WHAT YOU NEED TO DO —
List every line in the records below that contains the string "pole".

DATA IN THIS EXERCISE —
━━━━━━━━
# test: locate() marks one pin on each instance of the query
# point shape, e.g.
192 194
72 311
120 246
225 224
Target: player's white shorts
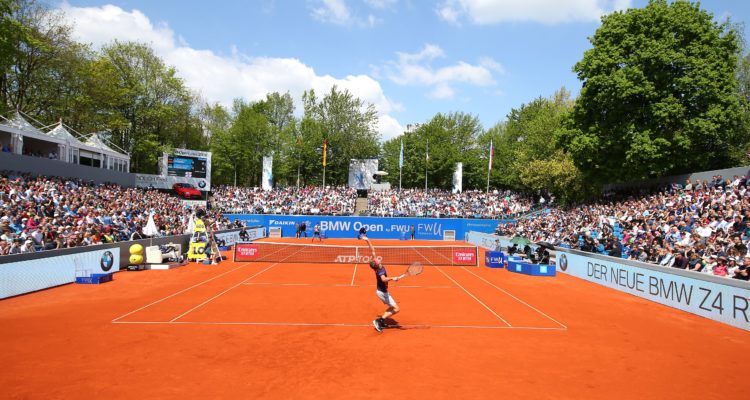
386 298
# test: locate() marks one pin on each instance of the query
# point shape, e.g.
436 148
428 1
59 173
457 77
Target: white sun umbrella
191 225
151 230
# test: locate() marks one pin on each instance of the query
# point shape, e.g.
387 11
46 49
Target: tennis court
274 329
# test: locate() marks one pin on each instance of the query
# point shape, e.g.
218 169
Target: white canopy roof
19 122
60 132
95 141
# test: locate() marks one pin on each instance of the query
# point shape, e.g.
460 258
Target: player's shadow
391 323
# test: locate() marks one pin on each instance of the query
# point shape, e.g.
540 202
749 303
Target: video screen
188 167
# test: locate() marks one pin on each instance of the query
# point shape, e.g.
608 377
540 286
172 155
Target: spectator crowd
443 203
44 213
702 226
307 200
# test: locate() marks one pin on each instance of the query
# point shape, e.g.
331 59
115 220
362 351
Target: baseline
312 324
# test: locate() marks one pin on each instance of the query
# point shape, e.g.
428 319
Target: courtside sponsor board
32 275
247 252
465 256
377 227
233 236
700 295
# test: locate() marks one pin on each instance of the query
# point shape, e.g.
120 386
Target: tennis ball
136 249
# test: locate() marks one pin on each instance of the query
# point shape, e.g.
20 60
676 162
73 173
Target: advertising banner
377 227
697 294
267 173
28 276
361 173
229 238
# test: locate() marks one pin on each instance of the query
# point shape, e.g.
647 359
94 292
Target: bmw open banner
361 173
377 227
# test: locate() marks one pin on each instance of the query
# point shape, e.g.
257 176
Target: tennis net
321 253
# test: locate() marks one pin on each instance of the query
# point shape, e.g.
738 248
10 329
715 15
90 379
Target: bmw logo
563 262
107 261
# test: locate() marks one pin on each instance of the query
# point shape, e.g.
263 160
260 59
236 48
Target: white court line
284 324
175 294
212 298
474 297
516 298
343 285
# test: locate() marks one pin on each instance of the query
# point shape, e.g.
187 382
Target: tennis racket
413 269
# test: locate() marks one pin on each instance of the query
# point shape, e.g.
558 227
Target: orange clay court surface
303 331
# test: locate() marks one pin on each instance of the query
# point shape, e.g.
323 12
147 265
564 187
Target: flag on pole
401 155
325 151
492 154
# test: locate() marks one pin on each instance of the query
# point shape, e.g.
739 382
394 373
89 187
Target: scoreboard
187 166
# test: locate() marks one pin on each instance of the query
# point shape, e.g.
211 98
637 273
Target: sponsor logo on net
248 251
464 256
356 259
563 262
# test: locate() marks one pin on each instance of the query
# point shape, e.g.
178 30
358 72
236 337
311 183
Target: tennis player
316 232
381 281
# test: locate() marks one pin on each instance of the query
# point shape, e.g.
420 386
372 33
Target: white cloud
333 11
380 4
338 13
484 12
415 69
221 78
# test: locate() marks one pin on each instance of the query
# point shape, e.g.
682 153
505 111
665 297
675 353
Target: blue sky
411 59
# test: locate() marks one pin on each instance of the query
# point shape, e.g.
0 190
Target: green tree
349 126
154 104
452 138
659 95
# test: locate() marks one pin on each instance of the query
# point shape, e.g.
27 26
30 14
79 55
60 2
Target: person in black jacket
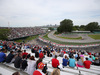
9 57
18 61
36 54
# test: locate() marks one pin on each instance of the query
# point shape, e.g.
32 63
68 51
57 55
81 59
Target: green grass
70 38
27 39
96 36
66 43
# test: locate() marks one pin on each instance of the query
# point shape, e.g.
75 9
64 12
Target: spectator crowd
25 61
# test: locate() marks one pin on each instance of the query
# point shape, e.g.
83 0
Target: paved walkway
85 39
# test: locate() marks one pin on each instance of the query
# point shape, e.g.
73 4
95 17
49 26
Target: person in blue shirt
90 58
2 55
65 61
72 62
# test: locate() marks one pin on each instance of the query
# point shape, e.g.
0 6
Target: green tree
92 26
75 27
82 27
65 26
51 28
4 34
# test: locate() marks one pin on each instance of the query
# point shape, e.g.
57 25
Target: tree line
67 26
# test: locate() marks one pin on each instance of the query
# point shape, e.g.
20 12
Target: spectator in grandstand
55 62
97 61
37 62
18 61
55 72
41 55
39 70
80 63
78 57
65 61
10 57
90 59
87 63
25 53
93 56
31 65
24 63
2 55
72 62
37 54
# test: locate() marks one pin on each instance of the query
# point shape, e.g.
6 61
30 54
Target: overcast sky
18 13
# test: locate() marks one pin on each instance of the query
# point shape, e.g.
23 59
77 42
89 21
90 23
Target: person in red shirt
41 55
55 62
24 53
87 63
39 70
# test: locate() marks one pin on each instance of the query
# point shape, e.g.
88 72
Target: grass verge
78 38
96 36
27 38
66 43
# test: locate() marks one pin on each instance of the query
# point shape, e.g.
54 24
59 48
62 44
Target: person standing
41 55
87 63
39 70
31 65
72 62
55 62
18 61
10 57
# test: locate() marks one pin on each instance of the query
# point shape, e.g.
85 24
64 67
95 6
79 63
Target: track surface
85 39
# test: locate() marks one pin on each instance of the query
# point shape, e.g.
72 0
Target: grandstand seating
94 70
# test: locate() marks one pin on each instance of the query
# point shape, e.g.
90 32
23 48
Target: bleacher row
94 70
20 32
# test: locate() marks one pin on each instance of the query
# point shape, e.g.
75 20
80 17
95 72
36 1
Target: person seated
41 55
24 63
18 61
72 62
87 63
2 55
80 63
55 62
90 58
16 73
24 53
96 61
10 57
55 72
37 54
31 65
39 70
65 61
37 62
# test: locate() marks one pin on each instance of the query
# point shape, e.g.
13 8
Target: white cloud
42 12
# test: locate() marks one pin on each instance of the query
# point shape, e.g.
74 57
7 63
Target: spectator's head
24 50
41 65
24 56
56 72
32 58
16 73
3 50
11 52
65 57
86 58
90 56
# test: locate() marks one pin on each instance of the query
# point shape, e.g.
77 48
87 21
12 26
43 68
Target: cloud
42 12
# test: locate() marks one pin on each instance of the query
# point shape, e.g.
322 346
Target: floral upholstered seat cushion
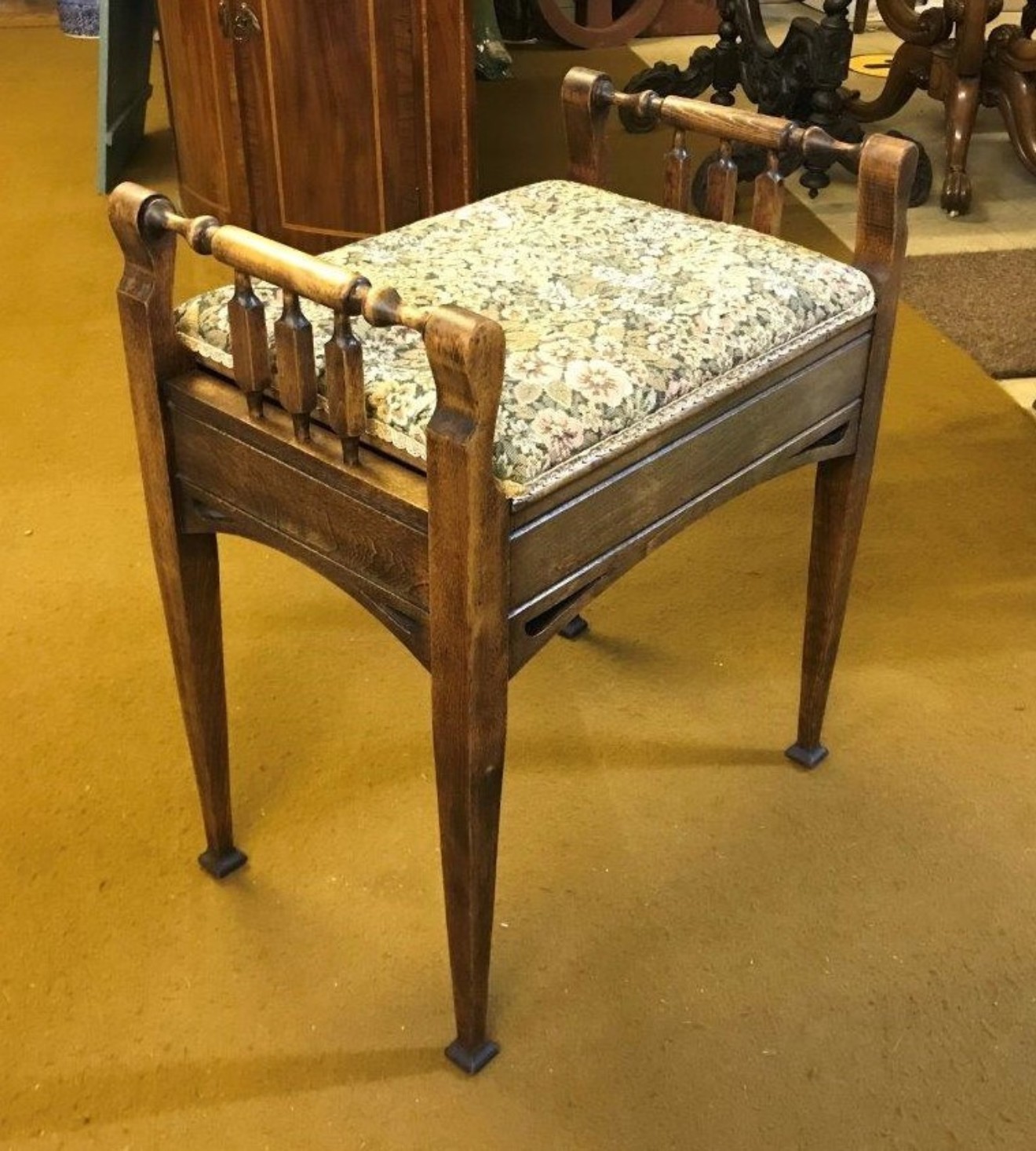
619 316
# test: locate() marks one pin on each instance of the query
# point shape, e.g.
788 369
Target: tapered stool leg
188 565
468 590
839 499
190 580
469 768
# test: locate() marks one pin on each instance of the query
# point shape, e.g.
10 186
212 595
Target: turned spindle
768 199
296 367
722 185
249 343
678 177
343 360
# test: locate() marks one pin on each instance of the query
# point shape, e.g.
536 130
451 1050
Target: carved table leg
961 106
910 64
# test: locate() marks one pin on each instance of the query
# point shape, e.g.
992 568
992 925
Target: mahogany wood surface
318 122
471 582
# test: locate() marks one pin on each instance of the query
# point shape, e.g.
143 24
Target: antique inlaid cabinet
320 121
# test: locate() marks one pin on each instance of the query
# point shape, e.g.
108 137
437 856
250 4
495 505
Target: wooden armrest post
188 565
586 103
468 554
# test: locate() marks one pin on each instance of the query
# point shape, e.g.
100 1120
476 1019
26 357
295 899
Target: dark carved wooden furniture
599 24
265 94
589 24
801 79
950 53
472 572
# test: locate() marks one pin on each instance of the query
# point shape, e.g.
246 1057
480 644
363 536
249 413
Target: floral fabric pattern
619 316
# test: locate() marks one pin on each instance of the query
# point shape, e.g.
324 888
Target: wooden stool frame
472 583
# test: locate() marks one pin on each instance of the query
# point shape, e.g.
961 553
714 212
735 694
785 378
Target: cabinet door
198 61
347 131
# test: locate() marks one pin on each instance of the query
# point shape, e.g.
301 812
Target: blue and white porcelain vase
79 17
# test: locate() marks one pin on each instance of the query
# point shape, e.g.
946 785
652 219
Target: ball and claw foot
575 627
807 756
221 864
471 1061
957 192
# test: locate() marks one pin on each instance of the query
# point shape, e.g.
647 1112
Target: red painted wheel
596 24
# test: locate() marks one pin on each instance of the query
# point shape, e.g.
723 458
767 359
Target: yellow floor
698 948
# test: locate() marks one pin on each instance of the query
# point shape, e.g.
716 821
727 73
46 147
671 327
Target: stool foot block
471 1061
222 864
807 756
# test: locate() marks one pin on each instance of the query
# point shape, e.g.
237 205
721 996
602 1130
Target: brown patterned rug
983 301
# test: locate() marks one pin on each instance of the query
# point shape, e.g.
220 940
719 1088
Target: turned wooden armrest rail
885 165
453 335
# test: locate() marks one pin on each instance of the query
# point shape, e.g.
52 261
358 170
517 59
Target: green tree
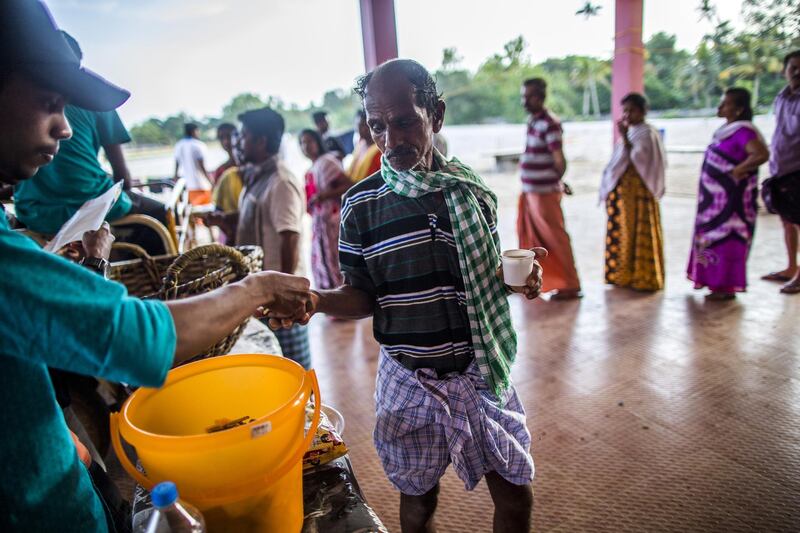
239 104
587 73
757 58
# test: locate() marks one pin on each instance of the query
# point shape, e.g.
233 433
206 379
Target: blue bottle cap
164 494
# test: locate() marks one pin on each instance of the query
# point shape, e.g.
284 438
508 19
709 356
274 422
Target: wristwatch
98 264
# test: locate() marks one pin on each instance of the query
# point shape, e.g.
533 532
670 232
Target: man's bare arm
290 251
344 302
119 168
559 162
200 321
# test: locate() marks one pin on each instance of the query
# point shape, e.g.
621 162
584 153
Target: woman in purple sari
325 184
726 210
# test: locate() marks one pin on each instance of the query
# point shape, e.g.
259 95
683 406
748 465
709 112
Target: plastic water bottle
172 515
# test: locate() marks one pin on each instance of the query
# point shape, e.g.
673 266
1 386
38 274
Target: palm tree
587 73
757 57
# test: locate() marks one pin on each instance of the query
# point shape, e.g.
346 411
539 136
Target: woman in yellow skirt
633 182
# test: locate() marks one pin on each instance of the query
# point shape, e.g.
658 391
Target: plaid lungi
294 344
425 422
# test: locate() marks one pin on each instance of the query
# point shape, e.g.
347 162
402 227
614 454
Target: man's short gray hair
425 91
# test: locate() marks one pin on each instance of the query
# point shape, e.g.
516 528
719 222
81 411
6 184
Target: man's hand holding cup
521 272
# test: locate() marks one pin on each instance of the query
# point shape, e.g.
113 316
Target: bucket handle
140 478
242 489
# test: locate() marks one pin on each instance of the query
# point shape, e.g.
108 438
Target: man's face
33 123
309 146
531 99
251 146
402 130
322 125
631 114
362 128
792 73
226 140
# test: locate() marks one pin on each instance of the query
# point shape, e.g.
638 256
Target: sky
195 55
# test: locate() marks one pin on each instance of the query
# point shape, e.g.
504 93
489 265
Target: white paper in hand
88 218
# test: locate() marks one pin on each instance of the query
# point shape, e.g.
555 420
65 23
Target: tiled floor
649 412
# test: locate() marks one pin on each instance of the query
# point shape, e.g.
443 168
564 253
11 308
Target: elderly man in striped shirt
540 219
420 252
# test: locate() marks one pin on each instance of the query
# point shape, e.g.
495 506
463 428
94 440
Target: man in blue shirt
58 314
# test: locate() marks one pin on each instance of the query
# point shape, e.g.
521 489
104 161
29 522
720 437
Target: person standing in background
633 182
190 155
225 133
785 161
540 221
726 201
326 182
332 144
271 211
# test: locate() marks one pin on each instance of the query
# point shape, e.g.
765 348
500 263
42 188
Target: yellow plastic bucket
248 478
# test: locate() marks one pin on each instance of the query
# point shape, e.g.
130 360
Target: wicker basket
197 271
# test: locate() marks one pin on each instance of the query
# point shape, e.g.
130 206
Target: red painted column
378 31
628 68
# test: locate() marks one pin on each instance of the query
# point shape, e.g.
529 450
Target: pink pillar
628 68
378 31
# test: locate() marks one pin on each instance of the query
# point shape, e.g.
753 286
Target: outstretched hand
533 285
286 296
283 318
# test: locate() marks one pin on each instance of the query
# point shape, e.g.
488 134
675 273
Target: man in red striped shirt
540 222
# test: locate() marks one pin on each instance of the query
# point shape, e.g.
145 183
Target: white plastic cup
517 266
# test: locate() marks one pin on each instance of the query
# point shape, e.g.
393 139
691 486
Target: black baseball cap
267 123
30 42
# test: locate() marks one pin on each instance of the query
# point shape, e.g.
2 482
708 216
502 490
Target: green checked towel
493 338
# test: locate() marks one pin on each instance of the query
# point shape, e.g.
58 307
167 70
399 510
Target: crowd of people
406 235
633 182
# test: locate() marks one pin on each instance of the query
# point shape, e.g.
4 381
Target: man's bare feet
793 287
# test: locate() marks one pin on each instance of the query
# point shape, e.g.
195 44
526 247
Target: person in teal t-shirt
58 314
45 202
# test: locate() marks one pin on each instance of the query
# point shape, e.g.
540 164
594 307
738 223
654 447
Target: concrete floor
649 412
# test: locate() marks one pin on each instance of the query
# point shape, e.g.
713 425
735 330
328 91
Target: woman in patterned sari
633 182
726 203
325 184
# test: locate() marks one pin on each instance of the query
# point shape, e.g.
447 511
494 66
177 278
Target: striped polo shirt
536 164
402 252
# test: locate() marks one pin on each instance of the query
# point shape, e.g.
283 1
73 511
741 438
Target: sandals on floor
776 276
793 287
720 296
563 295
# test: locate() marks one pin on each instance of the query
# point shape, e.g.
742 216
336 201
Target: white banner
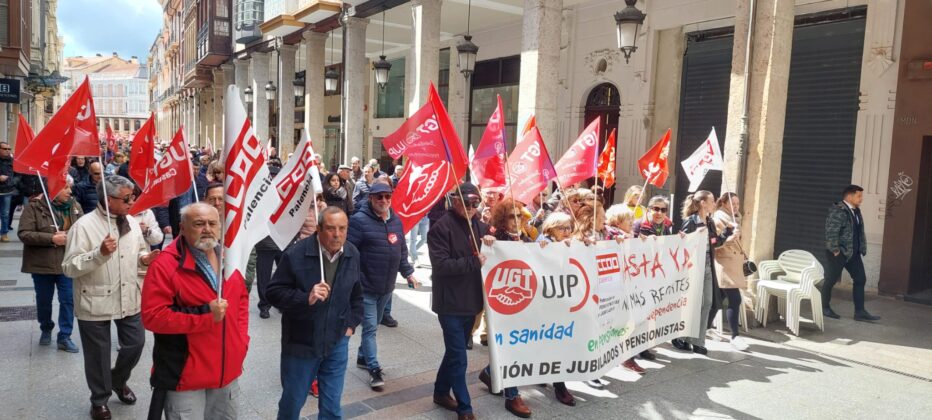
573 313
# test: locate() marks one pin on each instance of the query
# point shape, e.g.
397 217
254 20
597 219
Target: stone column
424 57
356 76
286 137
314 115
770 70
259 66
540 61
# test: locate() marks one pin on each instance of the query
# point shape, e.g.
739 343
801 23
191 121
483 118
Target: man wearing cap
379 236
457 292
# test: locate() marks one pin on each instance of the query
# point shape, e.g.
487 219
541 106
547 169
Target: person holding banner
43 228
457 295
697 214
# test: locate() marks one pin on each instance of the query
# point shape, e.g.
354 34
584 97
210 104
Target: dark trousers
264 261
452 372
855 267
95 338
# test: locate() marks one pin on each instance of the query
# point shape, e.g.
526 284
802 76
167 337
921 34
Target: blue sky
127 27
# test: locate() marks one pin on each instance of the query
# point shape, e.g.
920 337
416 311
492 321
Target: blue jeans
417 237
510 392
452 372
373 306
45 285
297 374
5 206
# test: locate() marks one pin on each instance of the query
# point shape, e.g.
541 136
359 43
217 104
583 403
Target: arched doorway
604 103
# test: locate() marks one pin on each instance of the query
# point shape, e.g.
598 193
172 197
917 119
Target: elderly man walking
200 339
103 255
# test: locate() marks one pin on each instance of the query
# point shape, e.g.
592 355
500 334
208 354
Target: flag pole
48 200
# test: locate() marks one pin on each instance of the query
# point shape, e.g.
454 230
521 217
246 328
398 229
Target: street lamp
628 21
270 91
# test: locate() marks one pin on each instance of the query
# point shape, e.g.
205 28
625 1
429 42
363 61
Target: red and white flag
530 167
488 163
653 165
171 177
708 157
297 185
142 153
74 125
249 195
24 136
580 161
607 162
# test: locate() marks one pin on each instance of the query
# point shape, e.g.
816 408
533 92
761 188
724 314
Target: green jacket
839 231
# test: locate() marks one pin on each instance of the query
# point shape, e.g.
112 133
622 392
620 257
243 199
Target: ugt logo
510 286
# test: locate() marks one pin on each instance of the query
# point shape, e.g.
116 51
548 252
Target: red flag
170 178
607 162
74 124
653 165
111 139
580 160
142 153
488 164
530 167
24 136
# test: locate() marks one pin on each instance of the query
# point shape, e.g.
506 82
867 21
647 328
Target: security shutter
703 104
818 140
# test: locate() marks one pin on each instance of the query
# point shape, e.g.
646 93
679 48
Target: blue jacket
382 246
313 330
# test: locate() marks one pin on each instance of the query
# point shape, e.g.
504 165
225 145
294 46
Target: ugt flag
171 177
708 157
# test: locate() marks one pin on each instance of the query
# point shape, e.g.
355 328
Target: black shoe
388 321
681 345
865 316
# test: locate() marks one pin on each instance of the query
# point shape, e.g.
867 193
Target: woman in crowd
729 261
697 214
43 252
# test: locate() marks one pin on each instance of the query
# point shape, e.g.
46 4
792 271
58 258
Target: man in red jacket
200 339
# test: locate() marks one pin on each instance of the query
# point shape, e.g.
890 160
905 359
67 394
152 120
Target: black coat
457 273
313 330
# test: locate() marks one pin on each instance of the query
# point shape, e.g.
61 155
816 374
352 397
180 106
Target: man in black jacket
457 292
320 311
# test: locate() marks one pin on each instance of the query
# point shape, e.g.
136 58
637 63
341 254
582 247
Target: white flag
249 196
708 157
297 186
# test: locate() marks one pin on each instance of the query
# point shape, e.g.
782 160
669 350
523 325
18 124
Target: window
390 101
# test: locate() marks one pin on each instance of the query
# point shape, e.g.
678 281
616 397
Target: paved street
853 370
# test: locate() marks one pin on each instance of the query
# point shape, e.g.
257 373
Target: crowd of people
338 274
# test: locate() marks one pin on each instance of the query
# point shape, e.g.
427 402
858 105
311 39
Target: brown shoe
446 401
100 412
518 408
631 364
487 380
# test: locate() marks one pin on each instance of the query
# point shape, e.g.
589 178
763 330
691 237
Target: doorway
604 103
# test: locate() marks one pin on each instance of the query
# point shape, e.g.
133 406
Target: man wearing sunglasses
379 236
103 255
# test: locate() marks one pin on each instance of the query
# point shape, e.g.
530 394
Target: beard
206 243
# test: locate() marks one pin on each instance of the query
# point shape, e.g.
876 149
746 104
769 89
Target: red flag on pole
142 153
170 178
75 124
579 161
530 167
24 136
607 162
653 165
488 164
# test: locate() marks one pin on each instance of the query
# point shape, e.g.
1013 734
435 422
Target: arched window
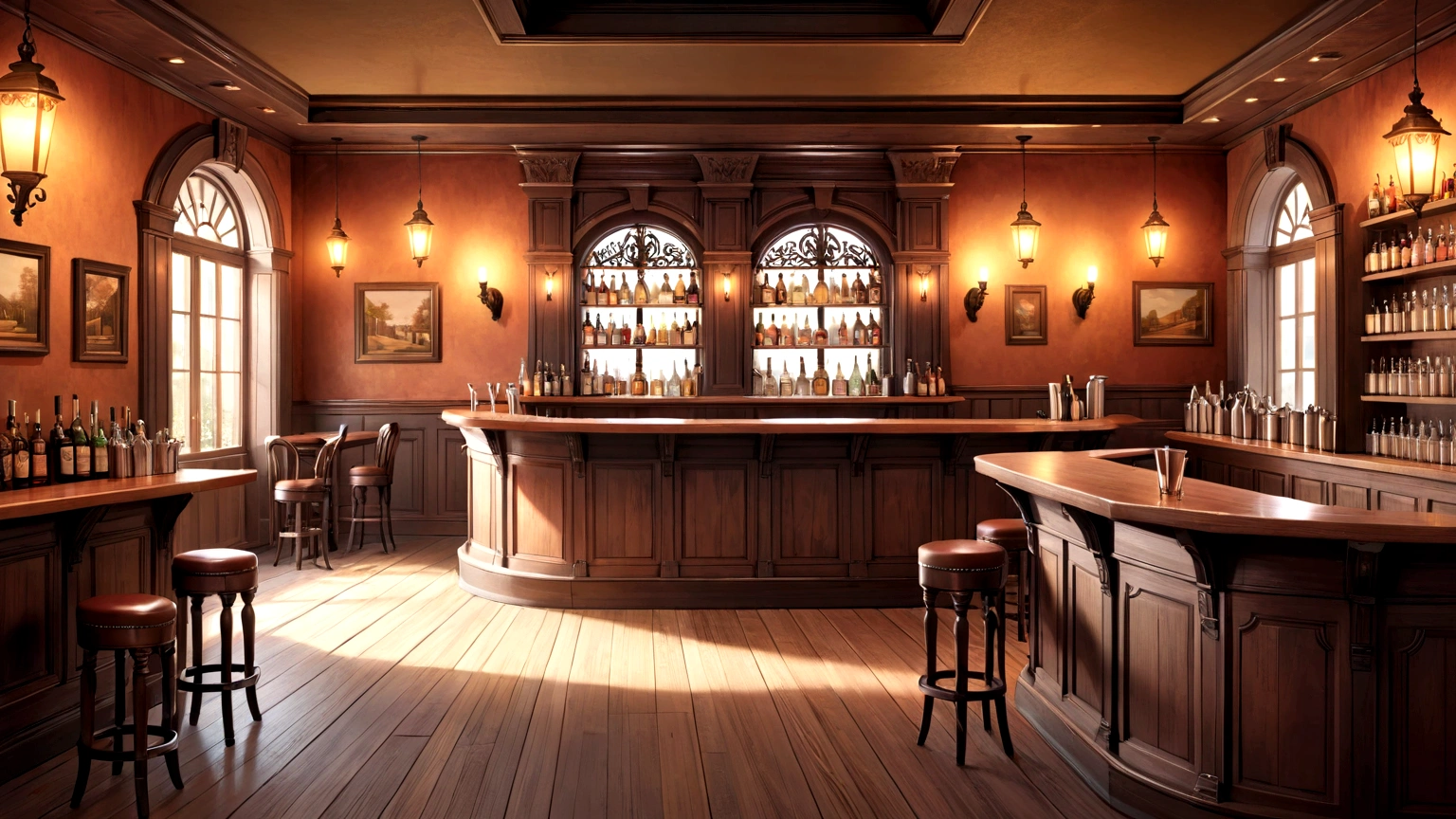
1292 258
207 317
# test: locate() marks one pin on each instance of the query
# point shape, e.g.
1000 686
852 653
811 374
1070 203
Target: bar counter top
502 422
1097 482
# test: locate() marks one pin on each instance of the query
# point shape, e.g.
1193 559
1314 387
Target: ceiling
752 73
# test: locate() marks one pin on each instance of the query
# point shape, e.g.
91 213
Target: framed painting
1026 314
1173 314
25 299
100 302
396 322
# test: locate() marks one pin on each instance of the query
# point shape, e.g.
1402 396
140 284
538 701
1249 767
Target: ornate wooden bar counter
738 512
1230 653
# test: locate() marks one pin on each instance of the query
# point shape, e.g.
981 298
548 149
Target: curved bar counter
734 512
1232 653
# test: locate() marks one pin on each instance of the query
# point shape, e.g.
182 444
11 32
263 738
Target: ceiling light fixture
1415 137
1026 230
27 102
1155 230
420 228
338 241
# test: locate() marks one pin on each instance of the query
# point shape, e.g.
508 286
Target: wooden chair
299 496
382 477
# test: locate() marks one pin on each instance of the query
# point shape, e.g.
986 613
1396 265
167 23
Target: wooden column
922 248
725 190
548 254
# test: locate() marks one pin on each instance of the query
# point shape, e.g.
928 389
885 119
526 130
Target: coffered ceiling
━━━━━━━━
TASK RESPONSE —
Target: flag on pole
Target: flag pole
Target: red flag on pole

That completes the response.